Location labeling records:

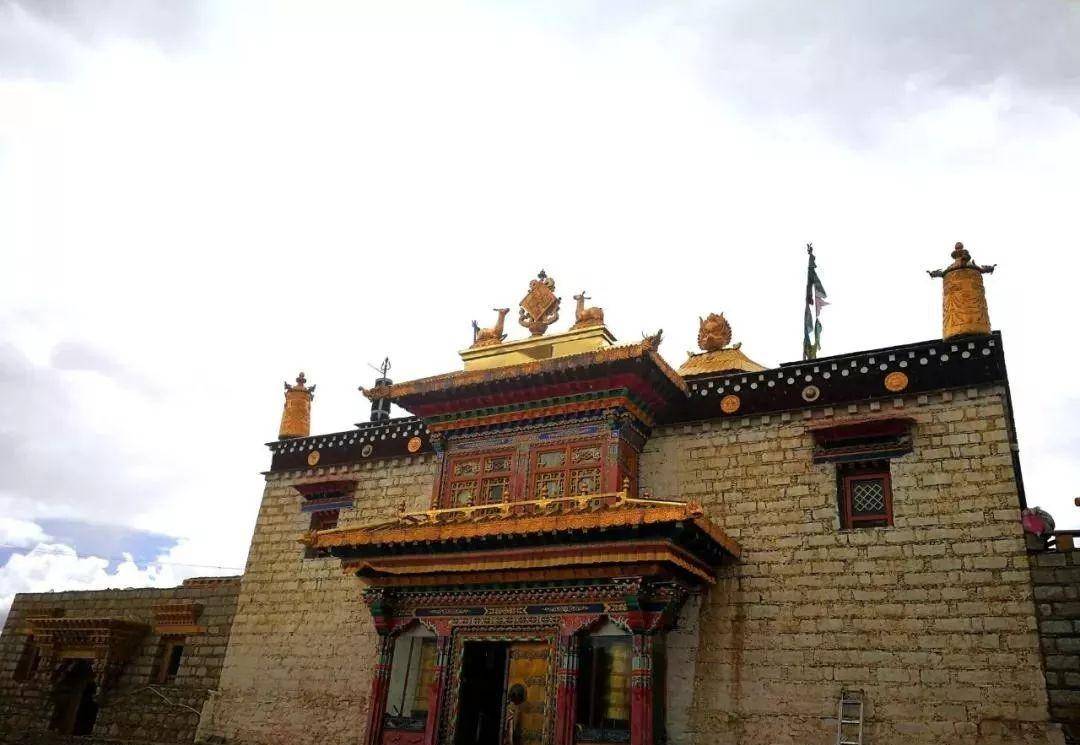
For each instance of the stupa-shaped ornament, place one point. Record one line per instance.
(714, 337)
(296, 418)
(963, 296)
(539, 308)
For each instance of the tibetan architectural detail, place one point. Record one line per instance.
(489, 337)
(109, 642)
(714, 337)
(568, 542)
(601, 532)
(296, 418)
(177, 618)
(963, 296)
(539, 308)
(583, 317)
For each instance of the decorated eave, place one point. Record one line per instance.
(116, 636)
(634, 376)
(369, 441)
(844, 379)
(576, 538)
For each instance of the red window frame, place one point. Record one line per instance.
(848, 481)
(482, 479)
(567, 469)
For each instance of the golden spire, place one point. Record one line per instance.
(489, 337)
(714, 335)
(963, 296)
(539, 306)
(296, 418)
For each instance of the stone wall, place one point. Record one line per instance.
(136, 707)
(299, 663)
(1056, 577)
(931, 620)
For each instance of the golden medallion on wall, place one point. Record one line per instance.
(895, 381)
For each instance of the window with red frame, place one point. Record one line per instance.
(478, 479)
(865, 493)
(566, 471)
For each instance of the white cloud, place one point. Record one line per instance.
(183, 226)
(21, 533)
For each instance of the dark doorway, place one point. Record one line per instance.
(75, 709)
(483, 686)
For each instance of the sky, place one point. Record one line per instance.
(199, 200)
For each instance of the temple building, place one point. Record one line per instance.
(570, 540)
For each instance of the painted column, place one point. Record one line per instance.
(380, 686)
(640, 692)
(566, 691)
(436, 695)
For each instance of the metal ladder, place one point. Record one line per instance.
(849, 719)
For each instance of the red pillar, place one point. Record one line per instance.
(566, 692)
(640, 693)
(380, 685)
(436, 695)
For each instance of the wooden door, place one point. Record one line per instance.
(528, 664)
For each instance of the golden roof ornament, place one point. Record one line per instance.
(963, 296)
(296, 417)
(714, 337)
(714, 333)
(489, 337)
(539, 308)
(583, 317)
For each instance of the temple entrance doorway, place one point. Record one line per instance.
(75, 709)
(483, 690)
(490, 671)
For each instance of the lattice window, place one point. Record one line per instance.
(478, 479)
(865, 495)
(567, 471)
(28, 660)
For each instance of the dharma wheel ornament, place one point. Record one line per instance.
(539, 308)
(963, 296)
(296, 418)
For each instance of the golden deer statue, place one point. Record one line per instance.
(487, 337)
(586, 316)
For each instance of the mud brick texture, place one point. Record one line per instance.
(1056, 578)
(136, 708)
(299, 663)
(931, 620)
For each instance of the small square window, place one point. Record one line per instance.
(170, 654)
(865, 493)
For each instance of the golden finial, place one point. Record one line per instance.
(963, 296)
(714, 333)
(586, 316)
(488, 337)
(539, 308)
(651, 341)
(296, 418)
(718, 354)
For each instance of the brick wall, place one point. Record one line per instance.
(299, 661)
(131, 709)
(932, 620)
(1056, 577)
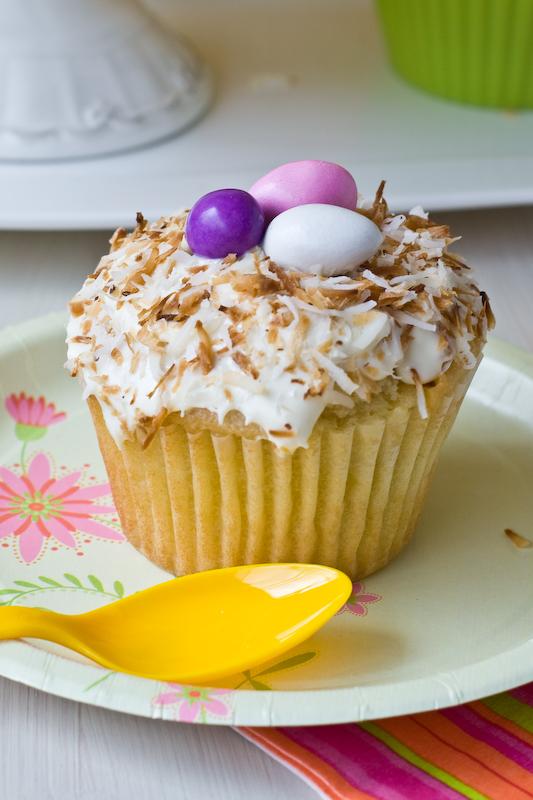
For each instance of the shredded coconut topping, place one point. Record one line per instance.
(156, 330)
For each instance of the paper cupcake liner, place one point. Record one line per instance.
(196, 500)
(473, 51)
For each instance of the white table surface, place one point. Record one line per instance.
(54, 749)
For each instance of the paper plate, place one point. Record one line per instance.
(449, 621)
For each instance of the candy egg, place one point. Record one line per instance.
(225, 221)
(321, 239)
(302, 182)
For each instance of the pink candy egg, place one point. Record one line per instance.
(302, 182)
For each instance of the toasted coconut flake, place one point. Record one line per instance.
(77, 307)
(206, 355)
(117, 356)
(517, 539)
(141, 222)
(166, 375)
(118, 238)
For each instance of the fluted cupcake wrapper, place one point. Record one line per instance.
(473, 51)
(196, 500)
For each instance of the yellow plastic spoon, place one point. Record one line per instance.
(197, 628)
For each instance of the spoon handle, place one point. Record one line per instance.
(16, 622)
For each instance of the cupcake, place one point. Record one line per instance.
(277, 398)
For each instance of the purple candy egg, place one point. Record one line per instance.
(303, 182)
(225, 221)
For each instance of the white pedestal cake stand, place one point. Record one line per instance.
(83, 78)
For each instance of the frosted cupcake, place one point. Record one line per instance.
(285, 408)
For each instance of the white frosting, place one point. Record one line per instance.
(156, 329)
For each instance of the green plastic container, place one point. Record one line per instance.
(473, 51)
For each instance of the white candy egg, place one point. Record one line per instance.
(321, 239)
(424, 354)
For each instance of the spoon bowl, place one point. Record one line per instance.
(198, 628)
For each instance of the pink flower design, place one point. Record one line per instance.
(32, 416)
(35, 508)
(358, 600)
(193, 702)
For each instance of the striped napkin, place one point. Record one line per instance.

---

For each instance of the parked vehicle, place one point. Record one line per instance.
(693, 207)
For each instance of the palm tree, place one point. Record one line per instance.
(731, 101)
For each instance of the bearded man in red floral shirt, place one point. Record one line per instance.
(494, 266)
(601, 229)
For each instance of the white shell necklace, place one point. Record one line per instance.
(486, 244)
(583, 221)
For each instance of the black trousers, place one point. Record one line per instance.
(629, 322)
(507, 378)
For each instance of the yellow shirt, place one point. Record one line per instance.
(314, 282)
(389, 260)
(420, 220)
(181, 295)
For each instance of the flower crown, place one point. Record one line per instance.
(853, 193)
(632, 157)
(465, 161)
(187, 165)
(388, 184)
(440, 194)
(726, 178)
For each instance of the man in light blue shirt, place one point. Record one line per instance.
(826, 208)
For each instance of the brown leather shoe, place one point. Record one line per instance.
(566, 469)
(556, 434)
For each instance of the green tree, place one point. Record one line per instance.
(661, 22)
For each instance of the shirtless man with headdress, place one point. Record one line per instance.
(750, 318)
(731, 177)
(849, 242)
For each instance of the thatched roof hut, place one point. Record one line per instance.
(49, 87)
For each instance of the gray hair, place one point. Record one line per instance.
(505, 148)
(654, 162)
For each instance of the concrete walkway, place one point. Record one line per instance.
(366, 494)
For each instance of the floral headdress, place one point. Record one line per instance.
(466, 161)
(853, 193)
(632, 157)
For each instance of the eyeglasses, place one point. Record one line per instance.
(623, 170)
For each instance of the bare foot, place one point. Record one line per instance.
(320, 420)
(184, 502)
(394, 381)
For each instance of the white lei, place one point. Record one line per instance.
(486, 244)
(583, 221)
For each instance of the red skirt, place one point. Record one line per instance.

...

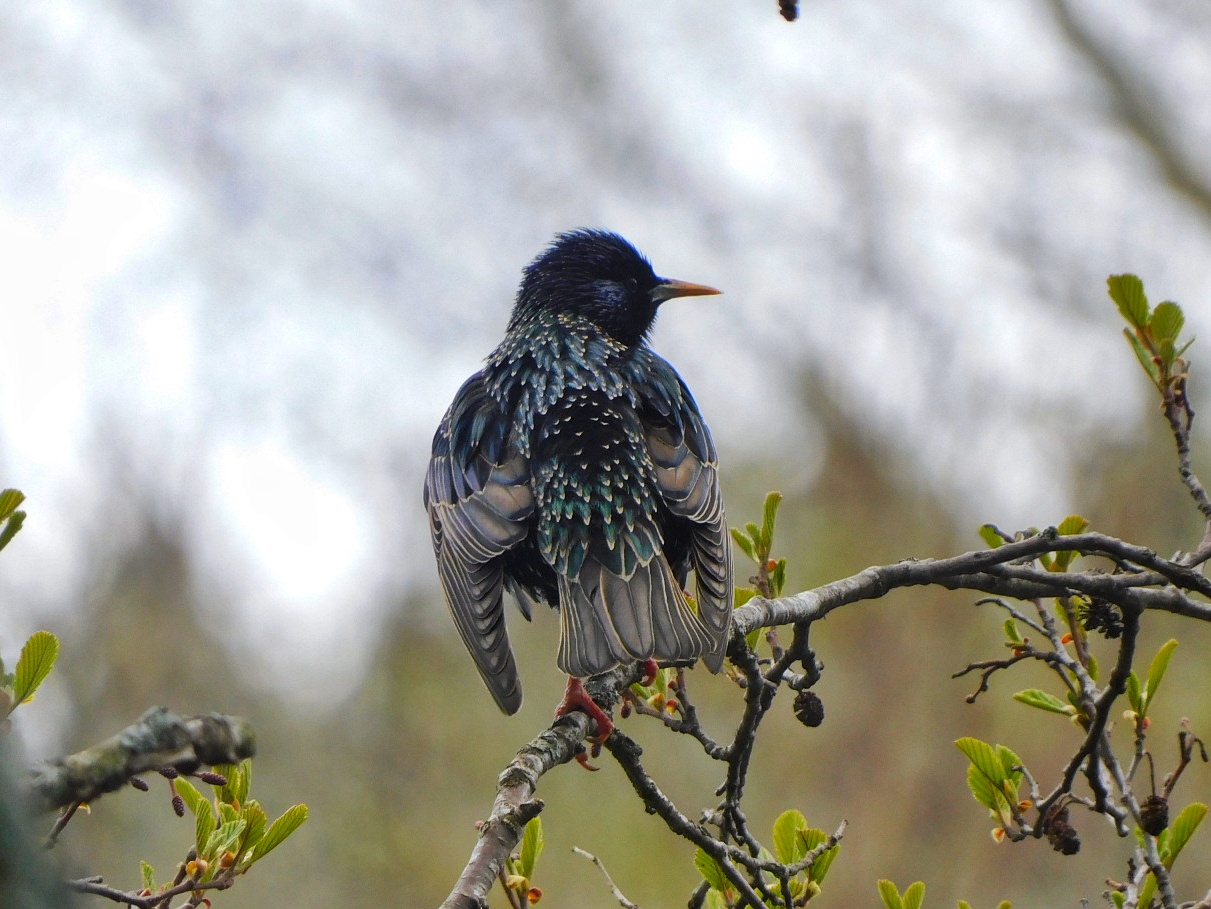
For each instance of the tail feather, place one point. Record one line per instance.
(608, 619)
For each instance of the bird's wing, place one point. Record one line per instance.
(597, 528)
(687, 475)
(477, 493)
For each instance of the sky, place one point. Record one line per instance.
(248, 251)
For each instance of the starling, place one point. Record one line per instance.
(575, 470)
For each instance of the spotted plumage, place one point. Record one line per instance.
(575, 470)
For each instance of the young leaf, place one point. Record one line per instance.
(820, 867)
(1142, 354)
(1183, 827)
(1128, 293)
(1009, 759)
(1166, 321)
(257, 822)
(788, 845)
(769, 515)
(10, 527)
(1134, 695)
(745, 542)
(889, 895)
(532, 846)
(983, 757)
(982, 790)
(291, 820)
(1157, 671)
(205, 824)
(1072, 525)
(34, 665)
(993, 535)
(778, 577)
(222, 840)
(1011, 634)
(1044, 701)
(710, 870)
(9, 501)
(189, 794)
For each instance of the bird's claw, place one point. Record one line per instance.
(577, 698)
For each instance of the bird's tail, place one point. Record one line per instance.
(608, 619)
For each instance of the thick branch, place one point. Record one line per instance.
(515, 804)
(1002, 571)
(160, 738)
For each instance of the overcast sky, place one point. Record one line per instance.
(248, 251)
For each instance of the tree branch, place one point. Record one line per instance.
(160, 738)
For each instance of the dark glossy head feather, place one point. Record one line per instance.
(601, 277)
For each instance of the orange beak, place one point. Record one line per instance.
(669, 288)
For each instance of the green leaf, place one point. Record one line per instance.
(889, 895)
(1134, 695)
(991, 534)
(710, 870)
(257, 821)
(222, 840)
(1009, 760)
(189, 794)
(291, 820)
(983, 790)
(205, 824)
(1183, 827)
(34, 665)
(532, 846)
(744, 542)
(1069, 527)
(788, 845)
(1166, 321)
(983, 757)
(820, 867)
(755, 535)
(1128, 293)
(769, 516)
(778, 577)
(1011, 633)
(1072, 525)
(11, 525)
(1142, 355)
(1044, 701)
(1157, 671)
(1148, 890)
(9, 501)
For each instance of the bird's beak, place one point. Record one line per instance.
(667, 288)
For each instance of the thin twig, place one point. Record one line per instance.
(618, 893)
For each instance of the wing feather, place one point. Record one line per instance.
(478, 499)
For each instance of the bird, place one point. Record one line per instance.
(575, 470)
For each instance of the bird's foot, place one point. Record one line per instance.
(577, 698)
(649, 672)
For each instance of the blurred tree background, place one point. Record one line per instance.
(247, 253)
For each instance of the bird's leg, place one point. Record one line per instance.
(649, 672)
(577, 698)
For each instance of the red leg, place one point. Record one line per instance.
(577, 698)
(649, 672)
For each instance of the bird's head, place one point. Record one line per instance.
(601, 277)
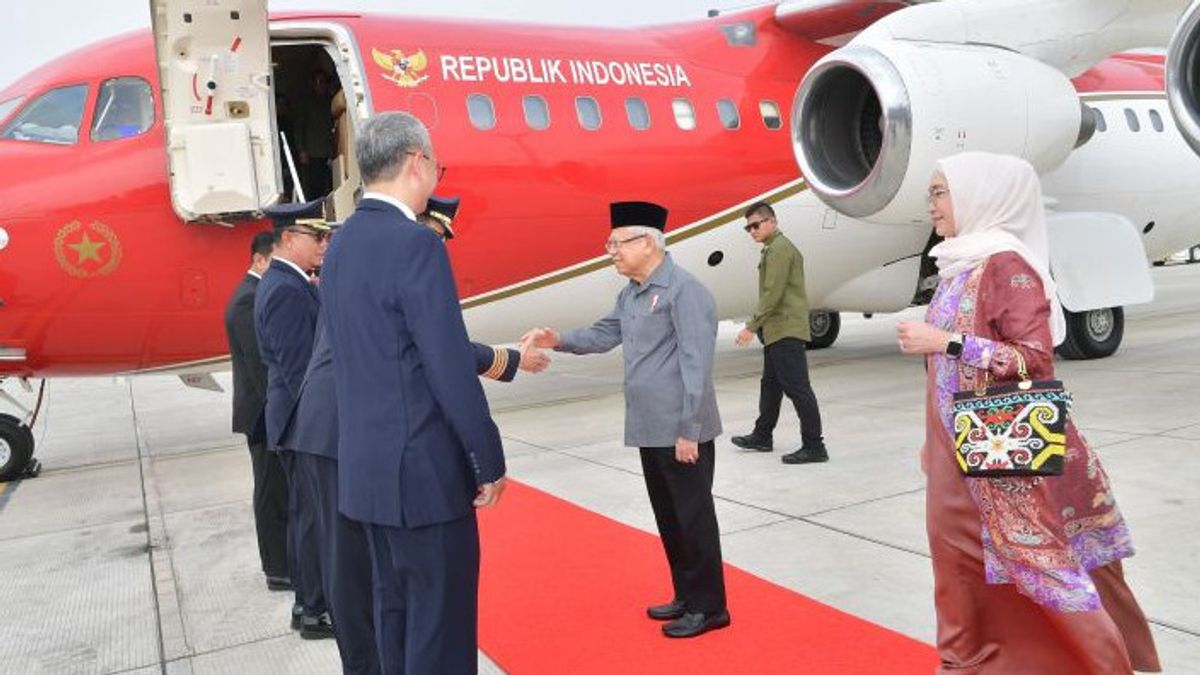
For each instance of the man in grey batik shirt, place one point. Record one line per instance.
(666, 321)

• DIRECTION:
Reproduce verbatim the lines of the material above, starting at the line containing "For each instance of the white frosting, place" and ending at the line containing "For each instance of the striped", with both of those lines included.

• WORKED SOLUTION:
For each instance of the white frosting, place one point. Record one line per instance.
(156, 329)
For each instance of the green plastic container, place one point. Record one line per instance.
(473, 51)
For each instance of the white candy egg, place one point. Record one line per instance.
(321, 239)
(424, 354)
For each instance of the spoon bowl, place one point. Record one line per instance.
(198, 628)
For each instance of the pink flower design, place one point. Record one line per instance.
(32, 416)
(35, 508)
(358, 600)
(193, 702)
For each instance of the striped napkin, place one point. Record one line per instance.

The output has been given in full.